**Stored data entries**:
•••••

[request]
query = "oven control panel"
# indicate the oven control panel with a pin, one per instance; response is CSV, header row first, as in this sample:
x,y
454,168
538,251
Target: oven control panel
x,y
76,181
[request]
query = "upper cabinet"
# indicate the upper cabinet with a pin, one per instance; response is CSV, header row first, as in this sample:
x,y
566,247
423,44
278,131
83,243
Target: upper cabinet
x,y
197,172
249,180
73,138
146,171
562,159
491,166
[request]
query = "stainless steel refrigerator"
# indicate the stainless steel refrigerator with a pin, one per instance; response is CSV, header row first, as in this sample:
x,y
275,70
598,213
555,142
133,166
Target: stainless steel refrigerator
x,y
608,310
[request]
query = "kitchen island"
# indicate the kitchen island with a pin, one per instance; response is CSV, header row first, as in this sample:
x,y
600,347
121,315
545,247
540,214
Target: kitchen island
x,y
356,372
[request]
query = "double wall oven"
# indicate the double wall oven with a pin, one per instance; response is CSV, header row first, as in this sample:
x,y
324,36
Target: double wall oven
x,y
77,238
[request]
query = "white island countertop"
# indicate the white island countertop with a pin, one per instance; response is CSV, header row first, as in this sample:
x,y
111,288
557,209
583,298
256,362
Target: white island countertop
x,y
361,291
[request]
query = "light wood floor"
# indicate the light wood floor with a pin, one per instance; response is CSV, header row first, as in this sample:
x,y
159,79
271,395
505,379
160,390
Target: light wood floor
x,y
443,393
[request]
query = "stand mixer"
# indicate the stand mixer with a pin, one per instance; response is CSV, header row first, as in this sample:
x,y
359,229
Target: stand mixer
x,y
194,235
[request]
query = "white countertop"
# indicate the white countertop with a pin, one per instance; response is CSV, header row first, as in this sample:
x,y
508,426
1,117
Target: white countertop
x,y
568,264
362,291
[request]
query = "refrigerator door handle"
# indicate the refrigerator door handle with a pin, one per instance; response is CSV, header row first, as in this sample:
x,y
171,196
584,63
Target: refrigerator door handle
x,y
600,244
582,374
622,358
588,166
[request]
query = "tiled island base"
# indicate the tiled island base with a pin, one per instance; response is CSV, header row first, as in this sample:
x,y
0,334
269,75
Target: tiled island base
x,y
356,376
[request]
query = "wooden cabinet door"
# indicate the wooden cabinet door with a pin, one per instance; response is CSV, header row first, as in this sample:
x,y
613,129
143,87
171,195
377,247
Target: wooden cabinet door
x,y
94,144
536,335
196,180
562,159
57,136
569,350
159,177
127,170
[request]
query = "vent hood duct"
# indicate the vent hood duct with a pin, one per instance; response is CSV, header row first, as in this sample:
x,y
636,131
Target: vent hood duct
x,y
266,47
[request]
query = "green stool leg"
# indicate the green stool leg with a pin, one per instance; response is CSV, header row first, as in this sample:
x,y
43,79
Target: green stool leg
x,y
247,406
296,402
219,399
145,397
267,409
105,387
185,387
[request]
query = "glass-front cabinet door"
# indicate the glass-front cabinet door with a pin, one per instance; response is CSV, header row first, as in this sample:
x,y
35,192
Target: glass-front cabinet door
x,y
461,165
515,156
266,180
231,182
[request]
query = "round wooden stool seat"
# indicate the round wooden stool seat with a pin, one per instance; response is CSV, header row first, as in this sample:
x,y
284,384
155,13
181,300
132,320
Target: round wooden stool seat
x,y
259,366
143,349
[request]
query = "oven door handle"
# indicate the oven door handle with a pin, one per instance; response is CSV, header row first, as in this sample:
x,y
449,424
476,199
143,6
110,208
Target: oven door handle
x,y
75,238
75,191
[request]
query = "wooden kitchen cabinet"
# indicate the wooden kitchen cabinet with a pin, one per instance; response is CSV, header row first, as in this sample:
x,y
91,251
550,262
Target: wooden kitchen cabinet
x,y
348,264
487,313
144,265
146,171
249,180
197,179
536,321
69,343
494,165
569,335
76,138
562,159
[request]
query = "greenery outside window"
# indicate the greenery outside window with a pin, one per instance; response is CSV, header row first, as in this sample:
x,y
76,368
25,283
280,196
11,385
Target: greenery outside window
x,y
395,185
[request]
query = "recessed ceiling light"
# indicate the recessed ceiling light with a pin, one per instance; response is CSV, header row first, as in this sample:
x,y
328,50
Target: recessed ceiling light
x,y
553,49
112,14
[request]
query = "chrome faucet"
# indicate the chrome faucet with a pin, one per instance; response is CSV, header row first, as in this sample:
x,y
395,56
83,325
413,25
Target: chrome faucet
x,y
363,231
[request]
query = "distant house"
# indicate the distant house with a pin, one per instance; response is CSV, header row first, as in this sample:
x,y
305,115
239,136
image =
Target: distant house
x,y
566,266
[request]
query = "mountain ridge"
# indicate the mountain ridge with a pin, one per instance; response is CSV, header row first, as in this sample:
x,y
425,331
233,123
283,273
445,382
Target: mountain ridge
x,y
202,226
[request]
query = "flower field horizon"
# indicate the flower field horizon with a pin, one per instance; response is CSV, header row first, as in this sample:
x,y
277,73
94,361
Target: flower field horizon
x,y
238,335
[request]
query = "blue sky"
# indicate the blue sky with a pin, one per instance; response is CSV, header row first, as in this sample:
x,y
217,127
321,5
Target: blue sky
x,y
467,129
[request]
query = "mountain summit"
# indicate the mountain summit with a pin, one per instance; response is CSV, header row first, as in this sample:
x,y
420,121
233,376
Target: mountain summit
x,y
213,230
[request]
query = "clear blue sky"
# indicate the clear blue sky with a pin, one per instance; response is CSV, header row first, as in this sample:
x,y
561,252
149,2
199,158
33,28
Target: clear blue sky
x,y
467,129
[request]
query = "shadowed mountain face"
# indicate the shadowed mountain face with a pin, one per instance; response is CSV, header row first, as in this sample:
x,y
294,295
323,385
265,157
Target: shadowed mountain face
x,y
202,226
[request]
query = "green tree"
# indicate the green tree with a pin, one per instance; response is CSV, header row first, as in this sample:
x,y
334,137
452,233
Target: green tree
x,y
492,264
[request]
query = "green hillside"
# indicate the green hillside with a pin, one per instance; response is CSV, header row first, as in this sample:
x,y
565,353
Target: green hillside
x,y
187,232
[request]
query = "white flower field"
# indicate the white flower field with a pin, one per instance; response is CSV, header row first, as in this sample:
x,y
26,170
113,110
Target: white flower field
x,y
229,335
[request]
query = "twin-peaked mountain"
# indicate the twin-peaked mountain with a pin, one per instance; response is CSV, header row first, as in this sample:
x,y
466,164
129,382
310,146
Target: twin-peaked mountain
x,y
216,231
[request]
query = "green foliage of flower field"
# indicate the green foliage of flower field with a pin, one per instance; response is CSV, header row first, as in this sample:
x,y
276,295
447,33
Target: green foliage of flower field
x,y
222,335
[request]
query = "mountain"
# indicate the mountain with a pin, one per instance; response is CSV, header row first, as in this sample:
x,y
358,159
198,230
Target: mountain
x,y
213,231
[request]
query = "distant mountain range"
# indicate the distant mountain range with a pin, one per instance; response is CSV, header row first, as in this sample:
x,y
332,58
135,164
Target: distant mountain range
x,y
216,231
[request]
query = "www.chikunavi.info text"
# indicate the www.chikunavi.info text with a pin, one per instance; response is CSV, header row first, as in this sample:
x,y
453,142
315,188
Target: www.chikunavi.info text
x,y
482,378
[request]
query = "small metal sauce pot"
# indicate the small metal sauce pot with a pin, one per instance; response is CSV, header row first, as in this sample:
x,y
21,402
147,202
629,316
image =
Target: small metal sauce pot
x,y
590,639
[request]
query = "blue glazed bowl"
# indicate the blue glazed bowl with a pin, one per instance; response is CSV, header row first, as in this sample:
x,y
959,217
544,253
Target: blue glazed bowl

•••••

**ABOUT THIS EXERCISE**:
The data above must be restated word for word.

**EXERCISE ANSWER**:
[request]
query = "oven control panel"
# indicate the oven control panel with a pin, one per instance; response is CSV, header row first, as in this sample:
x,y
454,168
538,251
Target: oven control panel
x,y
76,181
[request]
query = "upper cabinet"
# indicate the upper cabinet with a pin, one per instance; response is CSV, header row first, as in this sample:
x,y
566,247
423,44
278,131
83,243
Target: upper cabinet
x,y
197,172
249,180
73,138
146,171
562,159
491,166
[request]
query = "stainless steel refrigerator"
# indicate the stainless steel refrigerator with a pin, one per instance; response is CSV, header row first, as in this sample:
x,y
275,70
598,213
555,142
133,166
Target: stainless steel refrigerator
x,y
608,310
[request]
query = "kitchen island"
# indicate the kitchen island with a pin, one per instance; response is CSV, header row first, as in this sample:
x,y
600,347
121,315
545,247
540,214
Target: kitchen island
x,y
356,372
[request]
query = "double wall oven"
# indicate the double wall oven with a pin, one per instance; response is CSV, header row first, as in this sample:
x,y
324,36
Target: double wall oven
x,y
77,238
[request]
query = "white island countertop"
# indicate the white island countertop with a pin, one per instance; response is CSV, header row first, as in this sample:
x,y
111,288
557,209
583,298
256,362
Target: white island countertop
x,y
361,291
[request]
query = "light wood floor"
# indicate the light wood floor with a pin, one per instance; response is CSV, header row first, as in this sample:
x,y
159,79
271,395
505,379
160,390
Target: light wood floor
x,y
443,393
[request]
query = "stand mixer"
# indicate the stand mixer with a pin, one per instance; response is CSV, header row first, as in this sample:
x,y
359,229
Target: stand mixer
x,y
194,235
[request]
query = "white countertop"
# indicate the white countertop with a pin, one per instance; response is CSV, header row first, as in this sample:
x,y
508,426
1,117
Target: white countertop
x,y
568,264
362,291
[request]
query = "refrigerator door handle"
# indicate the refrigerator door handle with a pin, one per instance; response is CSV, header row first, as in this sample:
x,y
171,196
584,63
Target: refrigerator door handle
x,y
600,244
582,374
622,358
588,166
[request]
query = "tiled island base"
# indicate the tiled island base with a pin, one per instance; response is CSV, header row first, as in this sample:
x,y
0,334
269,75
Target: tiled island base
x,y
356,376
[request]
query = "wooden cabinet door"
# indicate the wooden cabinet door with a pin, one per instance; response is CSV, header row first, as in this sample:
x,y
613,129
143,87
171,195
377,247
Target: wooden cabinet door
x,y
94,144
536,335
196,180
562,159
57,136
569,350
159,177
127,170
[request]
query = "vent hood duct"
# indicate the vent hood duct with a pin, one per instance; response is CSV, header row first, as in this sample:
x,y
636,131
Target: vent hood duct
x,y
266,47
[request]
query = "green stool leg"
# indicate the green stool leg with a pin, one per instance; response is CSV, header row first, as in this sample:
x,y
43,79
Target: green stool leg
x,y
247,406
296,402
219,399
145,397
267,409
105,387
185,387
[request]
query = "glass-front cabinet door"
# indicate the glass-front cabinet door with a pin, one per instance; response is CSV, header row first, as in this sample:
x,y
35,192
Target: glass-front cabinet door
x,y
461,165
515,156
266,180
231,182
[request]
query = "round wooden stool seat"
# indicate the round wooden stool seat with a pin, one per instance; response is CSV, header row first, as in this sample:
x,y
284,384
155,13
181,300
132,320
Target: round wooden stool seat
x,y
259,366
143,349
[request]
query = "oven door handle"
# indicate the oven door handle with a pin, one per instance; response is CSV, header row first, as in this sample:
x,y
449,424
476,199
143,6
110,208
Target: oven door handle
x,y
75,238
75,191
[request]
query = "wooden kitchen cabinet"
# indicate the wooden kitchen cabinet with a pin, one per instance; response is CSV, header row first, as in this sample:
x,y
91,251
550,262
Target: wooden kitchen cabinet
x,y
348,264
487,313
144,265
146,171
249,180
197,179
536,321
69,343
494,165
569,335
76,138
562,159
[request]
query = "greenery outside window"
# indicate the greenery outside window with a pin, one per instance; response is CSV, header row first, as in this sample:
x,y
76,368
25,283
280,196
11,385
Target: greenery outside window
x,y
395,185
[request]
query = "recessed ceiling light"
# indicate the recessed ceiling light with a pin, one per instance; response is CSV, header row first, as in this sample:
x,y
328,50
Target: recessed ceiling light
x,y
553,49
112,14
[request]
query = "chrome faucet"
# indicate the chrome faucet with a pin, one per instance; response is CSV, header row first, as in this sample:
x,y
395,56
83,325
413,25
Target: chrome faucet
x,y
363,231
[request]
query = "distant house"
# indicate the distant house with a pin, one per instance; response is CSV, header row first, as in this sample:
x,y
305,115
239,136
image =
Target: distant house
x,y
566,266
[request]
query = "mountain ridge"
# indicate the mountain ridge with a pin, one per instance; response is CSV, header row first, as in this sample:
x,y
425,331
233,123
283,273
445,382
Target: mountain ridge
x,y
202,226
[request]
query = "flower field horizon"
# indicate the flower field horizon with a pin, one per instance; response is CSV, header row first, as in this sample:
x,y
277,73
94,361
Target: flower field horizon
x,y
238,335
[request]
query = "blue sky"
# indicate the blue sky with a pin, one per instance; response is CSV, header row first, as in this sample:
x,y
217,127
321,5
Target: blue sky
x,y
467,129
[request]
query = "mountain summit"
# indicate the mountain summit with a pin, one per instance; response is CSV, header row first, as in this sample:
x,y
420,121
233,376
Target: mountain summit
x,y
213,230
[request]
query = "clear blue sky"
# indicate the clear blue sky with a pin, one per instance; response is CSV, header row first, as in this sample:
x,y
561,252
149,2
199,158
33,28
Target: clear blue sky
x,y
467,129
[request]
query = "shadowed mountain face"
# indicate the shadowed mountain face with a pin, one per instance; response is CSV, header row first, as in this sample:
x,y
294,295
323,385
265,157
Target: shadowed mountain face
x,y
202,226
[request]
query = "green tree"
# indicate the green tree with a pin, one per instance; response is CSV, header row first, as in this sample:
x,y
334,137
452,233
Target: green tree
x,y
492,264
[request]
query = "green hillside"
# indicate the green hillside with a pin, one per instance; response is CSV, header row first, as in this sample:
x,y
565,353
Target: green hillside
x,y
187,232
[request]
query = "white flower field"
# indicate the white flower field with a pin, one per instance; response is CSV, header row first, as in this sample:
x,y
26,170
113,110
Target: white flower field
x,y
229,335
[request]
query = "twin-peaked mountain"
# indicate the twin-peaked mountain with a pin, one per instance; response is CSV, header row first, as in this sample:
x,y
466,164
129,382
310,146
Target: twin-peaked mountain
x,y
216,231
[request]
query = "green foliage of flower field"
# indicate the green foliage of flower field with a pin, one per instance; response is CSV, header row first, as in this sample:
x,y
276,295
447,33
Target: green foliage of flower field
x,y
222,335
[request]
query = "mountain"
# indicate the mountain with a pin, one per instance; response is CSV, header row first, as in this sample:
x,y
358,159
198,230
Target: mountain
x,y
213,231
[request]
query = "distant mountain range"
# indicate the distant mountain range with a pin, one per instance; response is CSV, header row first, as in this sample:
x,y
332,58
135,164
Target: distant mountain range
x,y
216,231
[request]
query = "www.chikunavi.info text"
# indicate the www.chikunavi.info text with a pin, one per instance; response is CSV, header row first, as in this sample:
x,y
453,142
315,188
Target: www.chikunavi.info text
x,y
482,378
[request]
query = "small metal sauce pot"
# indicate the small metal sauce pot with a pin, one per instance; response is CSV, header row first, as in this sample:
x,y
21,402
147,202
629,316
image =
Target: small metal sauce pot
x,y
590,639
[request]
query = "blue glazed bowl"
# indicate the blue glazed bowl with a pin, one per instance; response is CSV, header row first, as in this sample:
x,y
959,217
544,253
Target: blue glazed bowl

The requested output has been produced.